— Start —

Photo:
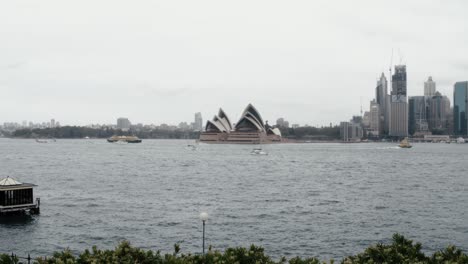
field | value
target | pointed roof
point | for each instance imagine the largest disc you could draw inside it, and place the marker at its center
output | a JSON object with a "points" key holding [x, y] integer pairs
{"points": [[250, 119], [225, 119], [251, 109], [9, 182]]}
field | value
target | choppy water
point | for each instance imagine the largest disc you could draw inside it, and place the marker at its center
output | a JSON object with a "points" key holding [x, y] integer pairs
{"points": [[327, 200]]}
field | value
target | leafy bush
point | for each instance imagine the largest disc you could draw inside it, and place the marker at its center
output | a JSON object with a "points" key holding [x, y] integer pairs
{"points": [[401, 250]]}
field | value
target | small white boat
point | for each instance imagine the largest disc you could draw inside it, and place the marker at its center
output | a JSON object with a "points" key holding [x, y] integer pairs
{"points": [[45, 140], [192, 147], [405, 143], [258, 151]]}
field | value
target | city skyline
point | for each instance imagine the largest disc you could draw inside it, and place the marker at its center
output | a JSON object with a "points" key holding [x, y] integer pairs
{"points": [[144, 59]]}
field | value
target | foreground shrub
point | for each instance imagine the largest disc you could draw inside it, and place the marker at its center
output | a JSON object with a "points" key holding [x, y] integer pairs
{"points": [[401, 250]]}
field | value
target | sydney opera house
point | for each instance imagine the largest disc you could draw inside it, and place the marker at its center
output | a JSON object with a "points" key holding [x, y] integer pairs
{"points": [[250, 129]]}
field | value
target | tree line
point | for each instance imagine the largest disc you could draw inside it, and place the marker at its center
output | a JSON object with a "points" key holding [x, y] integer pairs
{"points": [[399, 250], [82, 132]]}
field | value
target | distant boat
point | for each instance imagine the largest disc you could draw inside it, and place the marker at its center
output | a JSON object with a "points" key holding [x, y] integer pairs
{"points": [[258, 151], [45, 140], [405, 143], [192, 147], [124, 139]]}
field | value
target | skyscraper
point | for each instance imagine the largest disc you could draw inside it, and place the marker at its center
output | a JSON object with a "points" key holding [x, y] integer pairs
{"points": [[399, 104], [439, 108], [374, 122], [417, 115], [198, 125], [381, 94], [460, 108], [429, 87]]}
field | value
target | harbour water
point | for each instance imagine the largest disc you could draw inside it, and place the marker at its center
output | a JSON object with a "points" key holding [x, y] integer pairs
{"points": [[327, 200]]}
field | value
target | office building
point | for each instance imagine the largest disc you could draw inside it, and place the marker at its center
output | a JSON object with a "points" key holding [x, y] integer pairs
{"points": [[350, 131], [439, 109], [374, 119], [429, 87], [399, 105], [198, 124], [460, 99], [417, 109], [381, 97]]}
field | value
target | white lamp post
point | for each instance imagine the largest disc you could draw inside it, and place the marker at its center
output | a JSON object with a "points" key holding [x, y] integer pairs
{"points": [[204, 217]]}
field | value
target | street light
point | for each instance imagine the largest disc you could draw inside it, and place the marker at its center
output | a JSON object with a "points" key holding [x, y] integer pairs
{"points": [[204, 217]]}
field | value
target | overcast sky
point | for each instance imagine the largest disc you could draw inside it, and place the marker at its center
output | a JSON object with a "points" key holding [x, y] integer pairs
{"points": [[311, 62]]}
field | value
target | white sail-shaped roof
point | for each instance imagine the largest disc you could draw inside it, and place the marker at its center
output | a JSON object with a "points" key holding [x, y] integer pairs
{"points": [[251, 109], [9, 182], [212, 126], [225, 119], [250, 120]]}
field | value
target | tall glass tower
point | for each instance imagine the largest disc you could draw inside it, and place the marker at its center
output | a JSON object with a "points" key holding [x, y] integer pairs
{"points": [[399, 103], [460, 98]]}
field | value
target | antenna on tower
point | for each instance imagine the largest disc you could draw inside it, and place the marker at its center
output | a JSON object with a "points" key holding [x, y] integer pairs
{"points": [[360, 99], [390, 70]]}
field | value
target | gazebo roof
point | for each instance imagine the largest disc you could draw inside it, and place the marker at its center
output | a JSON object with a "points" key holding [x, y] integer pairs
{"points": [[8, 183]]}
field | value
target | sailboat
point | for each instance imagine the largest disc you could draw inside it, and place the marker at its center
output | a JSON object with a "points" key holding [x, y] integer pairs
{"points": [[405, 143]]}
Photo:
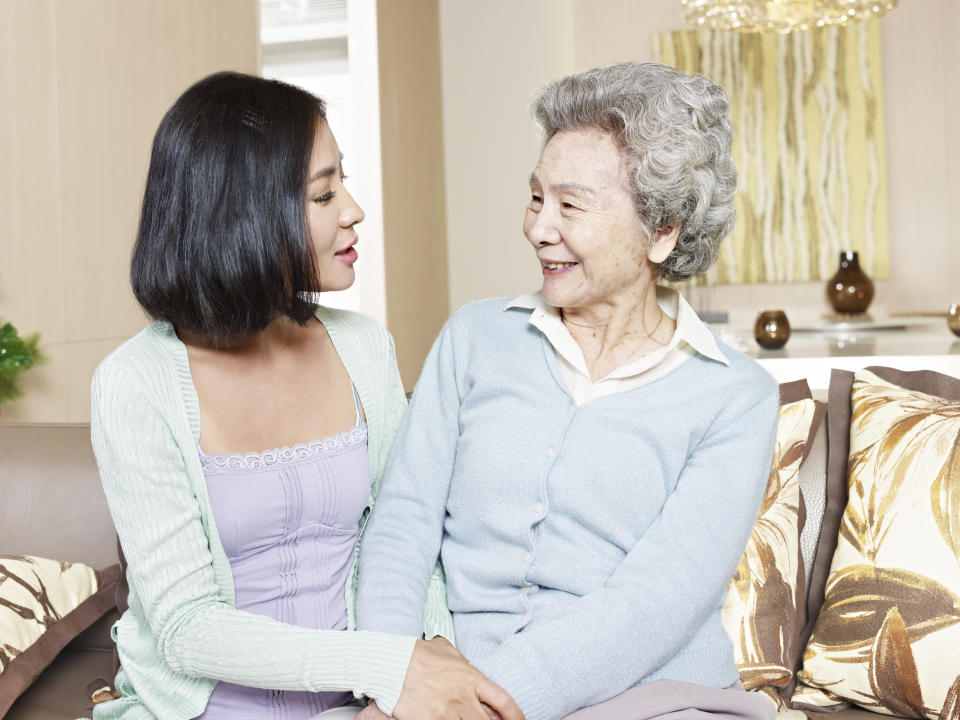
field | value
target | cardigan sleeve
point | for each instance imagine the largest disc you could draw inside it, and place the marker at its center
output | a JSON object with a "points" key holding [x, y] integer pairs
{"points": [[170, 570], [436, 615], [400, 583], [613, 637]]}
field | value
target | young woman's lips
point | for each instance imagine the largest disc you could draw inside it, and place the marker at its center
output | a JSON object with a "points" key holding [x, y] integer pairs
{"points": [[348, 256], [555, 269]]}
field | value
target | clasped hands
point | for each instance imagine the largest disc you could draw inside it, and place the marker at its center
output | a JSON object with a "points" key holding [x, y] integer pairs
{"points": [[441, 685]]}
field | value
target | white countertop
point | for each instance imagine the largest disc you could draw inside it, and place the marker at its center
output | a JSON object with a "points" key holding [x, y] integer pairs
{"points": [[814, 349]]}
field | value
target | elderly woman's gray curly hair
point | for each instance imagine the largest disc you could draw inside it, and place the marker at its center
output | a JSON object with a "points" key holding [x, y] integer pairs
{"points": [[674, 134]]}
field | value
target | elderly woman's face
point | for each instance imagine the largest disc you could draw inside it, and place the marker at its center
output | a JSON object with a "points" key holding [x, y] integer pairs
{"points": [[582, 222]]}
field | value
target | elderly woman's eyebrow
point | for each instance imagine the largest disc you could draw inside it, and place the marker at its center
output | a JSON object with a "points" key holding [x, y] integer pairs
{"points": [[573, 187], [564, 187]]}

— End —
— Start —

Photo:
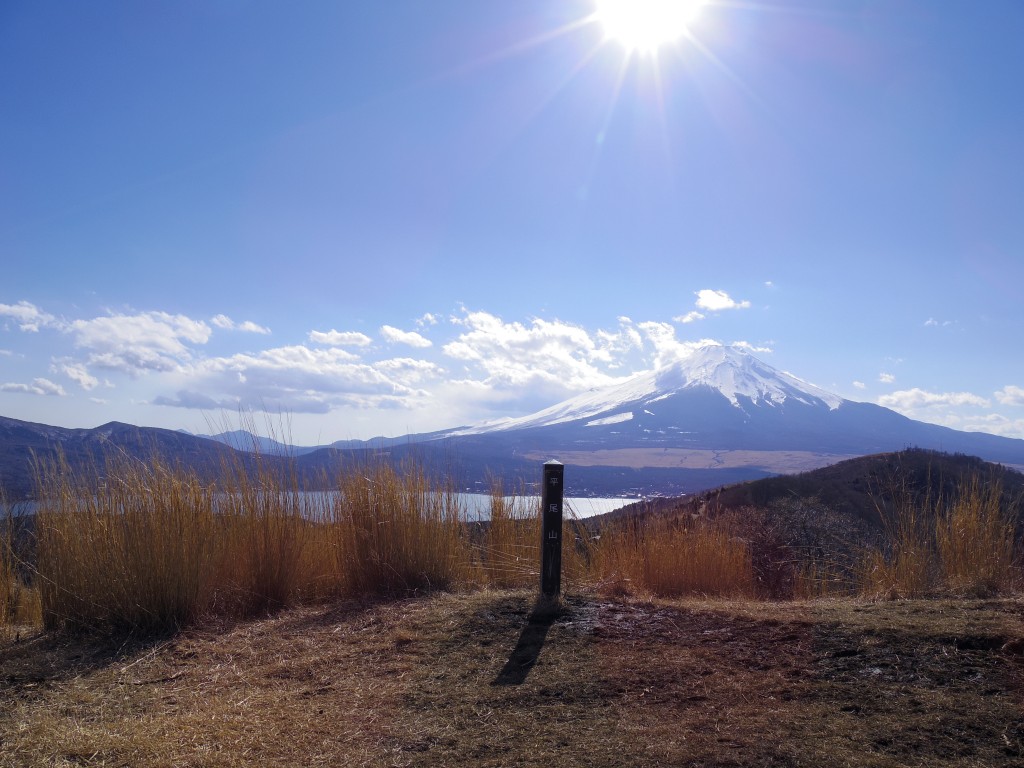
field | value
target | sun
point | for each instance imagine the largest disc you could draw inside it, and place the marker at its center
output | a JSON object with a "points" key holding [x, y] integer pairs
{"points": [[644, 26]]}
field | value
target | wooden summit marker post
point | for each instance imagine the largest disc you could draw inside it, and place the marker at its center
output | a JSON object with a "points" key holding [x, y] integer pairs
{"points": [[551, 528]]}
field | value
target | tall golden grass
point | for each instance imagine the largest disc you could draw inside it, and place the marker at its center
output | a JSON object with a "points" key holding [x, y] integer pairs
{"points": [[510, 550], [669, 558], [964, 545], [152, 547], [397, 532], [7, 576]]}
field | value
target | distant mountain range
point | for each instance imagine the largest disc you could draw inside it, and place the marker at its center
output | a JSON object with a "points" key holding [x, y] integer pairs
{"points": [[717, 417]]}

— End —

▶ **Work to do**
Count the lines in the data above that contain the string "roof", and reply with the number alone.

▶ **Finished task**
3